### Texte extrait
▽
Sampling: La Cour de Justice de l’Union Européenne précise (ou non ?) les limites du droit d’intégrer dans des œuvres musicales des échantillons sonores issus de phonogrammes
La Cour de Justice de l’Union européenne a rendu, ce 29 juillet 2019, un arrêt très attendu dans le monde musical. Le fait que cette décision ait été prononcée par la grande chambre de la Cour en souligne d’ailleurs l’importance.
Les faits
Dans cette affaire, deux artistes, Moses Pelham et Martin Haas, avaient enregistré, en 1997, une œuvre musicale intitulée “Nur mir”. À cet effet, ils avaient utilisé sans autorisation un échantillon (sample) d’une séquence rythmique de deux secondes environ prélevée sur un phonogramme du groupe musical Kraftwerk, publié en 1977. La séquence en question était issue du titre “Metall auf Metall” figurant sur ce phonogramme. Deux membres du groupe Kraftwerk, Ralf Hütter et Florian Schneider-Esleben, ont saisi les tribunaux, estimant que l’utilisation de cet échantillon violait les droits de propriété intellectuelle dont ils sont titulaires en leur qualité de producteur du phonogramme ou, à tout le moins, en tant qu’artistes interprètes ou exécutants. Ralf Hütter invoquait également une violation de son droit d’auteur en sa qualité de compositeur de “Metall auf Metall”. Les juridictions allemandes leur donnèrent raison, tant en première instance qu’en appel. Saisie d’un recours en révision, la Cour fédérale de justice allemande (Bundesgerichtshof), considérant que l’issue du litige dépendait de l’interprétation du droit de l’Union européenne, a posé plusieurs questions à ce propos à la Cour européenne.
△
Poursuivez, s'il vous plaît, le texte ci-dessus consacré à l'arrêt de la Cour de justice sur le sampling, à partir de sa dernière phrase. Les fiches qui viennent ensuite n'ont aucun rôle ici.

### Données fournies
▽
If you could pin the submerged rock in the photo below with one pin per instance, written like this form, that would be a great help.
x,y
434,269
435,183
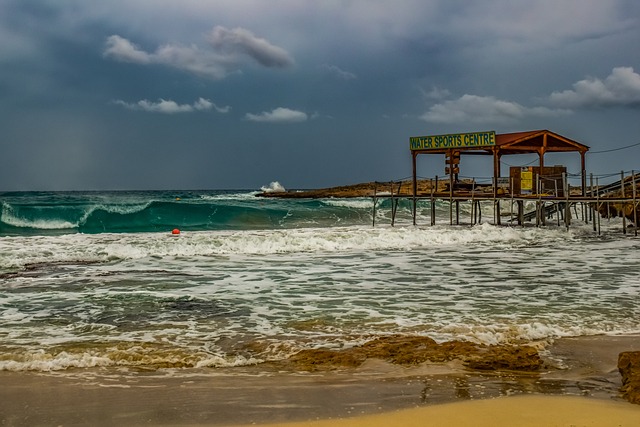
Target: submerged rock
x,y
629,368
414,350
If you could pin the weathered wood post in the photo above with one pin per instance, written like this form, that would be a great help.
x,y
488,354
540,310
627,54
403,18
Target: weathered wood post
x,y
635,208
623,204
375,201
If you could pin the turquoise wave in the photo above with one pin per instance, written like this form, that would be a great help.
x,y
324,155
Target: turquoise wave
x,y
130,212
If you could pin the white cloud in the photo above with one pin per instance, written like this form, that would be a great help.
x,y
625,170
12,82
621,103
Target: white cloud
x,y
338,72
172,107
278,115
229,46
483,109
620,88
242,41
436,93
△
### Réponse ci-dessous
La portée du droit de reproduction des producteurs de phonogrammes et du droit à la liberté artistique
La grande chambre de la Cour de Justice, présidée par notre compatriote Koen Lenaerts, a jugé que le droit exclusif conféré par la Directive européenne 2001/29 sur l’harmonisation de certains aspects du droit d’auteur et des droits voisins dans la société de l’information au producteur de phonogrammes d’autoriser ou d’interdire la reproduction de son phonogramme lui permet de s’opposer au prélèvement par un tiers d’un échantillon sonore, même très bref, de ce phonogramme afin de l’inclure dans un autre phonogramme. La Directive permet, en effet, aux producteurs de phonogrammes de s’opposer à toute reproduction de ceux-ci “en tout ou en partie”. Selon la Cour, cette expression doit être interprétée largement afin de garantir un niveau de protection élevé aux producteurs de phonogrammes et de protéger leurs investissements qui, dans ce domaine, sont considérables.
La Cour déduit de ce qui précède que le droit allemand, qui stipule que les tiers qui créent des œuvres indépendantes en utilisant l’œuvre d’autrui sont libres d’utiliser et d’exploiter ces œuvres indépendantes sans l’autorisation de l’œuvre qui a été utilisée, est contraire au droit d’auteur européen.
La Cour précise, cependant, que le droit exclusif des producteurs de phonogrammes ne les habilite pas à s’opposer au prélèvement d’un échantillon sonore sur leurs phonogrammes en vue de l’utiliser dans une nouvelle œuvre, lorsque cet échantillon est utilisé sous une forme modifiée et non reconnaissable à l’écoute. En effet, les droits de propriété intellectuelle, qui relèvent du droit de propriété et constituent donc des droits fondamentaux, doivent être conciliés avec un autre droit fondamental: la liberté artistique.
Dans cette affaire, l’échantillon utilisé nous paraît parfaitement reconnaissable à l’écoute du titre “Nur Mir”. Les membres du groupe Kraftwerk, en leur qualité de producteur du phonogramme contenant “Metall Auf Metall”, devraient donc être en mesure de s’opposer à toute reproduction, communication au public et distribution de “Nur Mir”.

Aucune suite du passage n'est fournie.